* [RECORD EXCERPTS]:
..........

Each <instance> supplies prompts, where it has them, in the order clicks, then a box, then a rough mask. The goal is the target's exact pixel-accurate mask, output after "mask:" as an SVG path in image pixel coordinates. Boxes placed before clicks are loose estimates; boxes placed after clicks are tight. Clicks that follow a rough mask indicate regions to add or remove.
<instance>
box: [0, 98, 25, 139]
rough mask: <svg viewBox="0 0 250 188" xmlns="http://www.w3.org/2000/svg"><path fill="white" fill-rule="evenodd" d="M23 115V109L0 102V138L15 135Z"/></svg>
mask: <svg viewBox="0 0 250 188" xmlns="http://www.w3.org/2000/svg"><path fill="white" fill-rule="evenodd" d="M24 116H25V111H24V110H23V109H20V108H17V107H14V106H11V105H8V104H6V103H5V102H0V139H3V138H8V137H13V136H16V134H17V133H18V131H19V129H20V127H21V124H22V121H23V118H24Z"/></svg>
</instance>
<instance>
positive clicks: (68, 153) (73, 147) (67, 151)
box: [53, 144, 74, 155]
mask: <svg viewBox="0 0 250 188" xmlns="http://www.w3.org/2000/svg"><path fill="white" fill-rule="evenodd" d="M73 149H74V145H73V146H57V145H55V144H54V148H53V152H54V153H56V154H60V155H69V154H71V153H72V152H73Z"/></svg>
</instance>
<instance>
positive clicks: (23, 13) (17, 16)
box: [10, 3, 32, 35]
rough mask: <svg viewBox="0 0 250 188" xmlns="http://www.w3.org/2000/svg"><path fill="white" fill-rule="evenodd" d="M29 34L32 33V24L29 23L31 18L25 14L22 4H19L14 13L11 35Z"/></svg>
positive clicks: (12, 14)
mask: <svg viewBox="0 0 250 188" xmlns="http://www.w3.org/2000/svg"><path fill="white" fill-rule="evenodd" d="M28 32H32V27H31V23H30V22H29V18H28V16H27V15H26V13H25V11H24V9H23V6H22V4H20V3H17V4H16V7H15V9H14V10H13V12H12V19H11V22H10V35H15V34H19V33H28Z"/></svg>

..........

* [DESCRIPTION OF THE TASK]: A word-for-word copy of the data above is the goal, so set it all down again.

* [ANSWER FOR THE TASK]:
Each <instance> supplies prompts, where it has them, in the order clicks, then a box, then a rough mask. The goal is the target's exact pixel-accurate mask, output after "mask:" as an SVG path in image pixel coordinates. Boxes placed before clicks are loose estimates; boxes placed after clicks are tight. Clicks that follow a rough mask indicate regions to add or remove.
<instance>
box: [0, 98, 25, 139]
rough mask: <svg viewBox="0 0 250 188" xmlns="http://www.w3.org/2000/svg"><path fill="white" fill-rule="evenodd" d="M23 115V109L0 102V138L15 135Z"/></svg>
mask: <svg viewBox="0 0 250 188" xmlns="http://www.w3.org/2000/svg"><path fill="white" fill-rule="evenodd" d="M24 116H25V111H24V110H23V109H20V108H17V107H14V106H11V105H8V104H6V103H5V102H0V139H3V138H8V137H13V136H16V134H17V133H18V131H19V129H20V127H21V124H22V121H23V118H24Z"/></svg>
</instance>
<instance>
positive clicks: (68, 153) (73, 147) (67, 151)
box: [53, 144, 74, 155]
mask: <svg viewBox="0 0 250 188" xmlns="http://www.w3.org/2000/svg"><path fill="white" fill-rule="evenodd" d="M73 149H74V145H73V146H57V145H55V144H54V148H53V152H54V153H56V154H60V155H69V154H71V153H72V152H73Z"/></svg>
</instance>
<instance>
positive clicks: (23, 13) (17, 16)
box: [10, 3, 32, 35]
rough mask: <svg viewBox="0 0 250 188" xmlns="http://www.w3.org/2000/svg"><path fill="white" fill-rule="evenodd" d="M29 34L32 33V24L29 23L31 18L25 14L22 4H19L14 13L11 35Z"/></svg>
positive clicks: (12, 14)
mask: <svg viewBox="0 0 250 188" xmlns="http://www.w3.org/2000/svg"><path fill="white" fill-rule="evenodd" d="M28 32H32V27H31V23H30V22H29V18H28V16H27V15H26V13H25V11H24V9H23V6H22V4H20V3H17V4H16V7H15V9H14V10H13V12H12V19H11V22H10V35H15V34H19V33H28Z"/></svg>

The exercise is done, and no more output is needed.